(Exercise) Reproduce the records from the line containing "Task: mark each instance of the garden" through the end of the records, inclusive, substituting "flower bed" for "garden bed" and leaving everything else unchanged.

Start

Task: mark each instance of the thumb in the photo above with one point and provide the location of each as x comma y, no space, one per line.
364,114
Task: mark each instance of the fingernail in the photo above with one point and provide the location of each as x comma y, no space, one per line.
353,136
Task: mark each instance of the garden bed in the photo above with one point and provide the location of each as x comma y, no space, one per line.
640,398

End

(Response to the task)
Task: mark each instance of the flower bed in the photo above with one point and provide the location of each as x comma y, no space, one per line.
640,398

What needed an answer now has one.